◆ Texto de lectura
Y Alberto Del Rey y Alfredo Kohon salieron corriendo y se sumaron, a último momento, a los fugitivos. En el camino, uno de los coches, con problemas mecánicos, tuvo que ir muy despacio: los demás decidieron mantenerse a su ritmo, para no abandonarlo. Ese retraso fue fatal. A las 19.45, cuando llegaron al aeropuerto, descubrieron que el boeing de Austral había despegado unos minutos antes.
Al mismo tiempo, vieron otro avión que bajaba y se preparaba para aterrizar: si conseguían tomarlo, estaban salvados. Pero el avión, ya muy bajo, volvió a levantar vuelo: le habían avisado por radio y siguió viaje. Los fugitivos pensaron que si hacían volver el avión de Austral para recogerlos no podrían asegurar que despegara de nuevo, y prefirieron garantizar la huida de sus jefes. En el aeropuerto no había más aviones. Los fugitivos tomaron posiciones en el edificio: eran catorce hombres y cinco mujeres. Un batallón de infantes de marina, comandado por el capitán de corbeta Luis Sosa, llegó pocos minutos después.

◆ Actividad
Copia sin cambios el fragmento del texto de lectura que va desde "Y Alberto Del" hasta "unos minutos antes.", ambos incluidos.

◆ Material proporcionado
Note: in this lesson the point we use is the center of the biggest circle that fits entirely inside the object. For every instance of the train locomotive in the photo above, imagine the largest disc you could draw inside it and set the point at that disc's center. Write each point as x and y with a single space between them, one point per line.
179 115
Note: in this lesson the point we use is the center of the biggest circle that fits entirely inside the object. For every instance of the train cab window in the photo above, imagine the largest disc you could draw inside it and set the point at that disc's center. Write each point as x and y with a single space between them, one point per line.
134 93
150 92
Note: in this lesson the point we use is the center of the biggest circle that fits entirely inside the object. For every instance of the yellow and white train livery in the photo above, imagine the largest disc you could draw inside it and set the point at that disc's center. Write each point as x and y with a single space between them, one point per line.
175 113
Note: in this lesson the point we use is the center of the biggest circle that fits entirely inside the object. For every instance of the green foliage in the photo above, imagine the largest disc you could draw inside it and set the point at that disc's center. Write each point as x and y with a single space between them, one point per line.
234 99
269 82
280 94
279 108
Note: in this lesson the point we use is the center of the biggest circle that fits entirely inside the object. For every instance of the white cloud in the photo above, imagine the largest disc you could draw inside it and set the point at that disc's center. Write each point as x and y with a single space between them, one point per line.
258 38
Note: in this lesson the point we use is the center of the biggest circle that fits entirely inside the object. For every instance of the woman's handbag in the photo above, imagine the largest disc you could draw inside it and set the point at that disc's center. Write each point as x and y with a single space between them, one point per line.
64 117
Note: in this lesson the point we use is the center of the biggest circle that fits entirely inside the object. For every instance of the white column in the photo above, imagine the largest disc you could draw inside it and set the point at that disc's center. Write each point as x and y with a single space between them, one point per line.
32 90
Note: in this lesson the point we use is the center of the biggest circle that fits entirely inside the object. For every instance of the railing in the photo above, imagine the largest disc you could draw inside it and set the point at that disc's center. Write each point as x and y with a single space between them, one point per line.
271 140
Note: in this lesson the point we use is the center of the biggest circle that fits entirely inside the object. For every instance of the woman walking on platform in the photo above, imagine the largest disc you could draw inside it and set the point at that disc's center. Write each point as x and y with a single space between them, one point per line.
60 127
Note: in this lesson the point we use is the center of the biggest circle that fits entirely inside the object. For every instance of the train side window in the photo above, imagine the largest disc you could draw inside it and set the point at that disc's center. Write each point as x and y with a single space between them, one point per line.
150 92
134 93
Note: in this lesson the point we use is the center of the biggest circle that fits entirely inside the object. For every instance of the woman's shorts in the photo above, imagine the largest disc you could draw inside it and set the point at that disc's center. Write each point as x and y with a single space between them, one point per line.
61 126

◆ Solución
Y Alberto Del Rey y Alfredo Kohon salieron corriendo y se sumaron, a último momento, a los fugitivos. En el camino, uno de los coches, con problemas mecánicos, tuvo que ir muy despacio: los demás decidieron mantenerse a su ritmo, para no abandonarlo. Ese retraso fue fatal. A las 19.45, cuando llegaron al aeropuerto, descubrieron que el boeing de Austral había despegado unos minutos antes.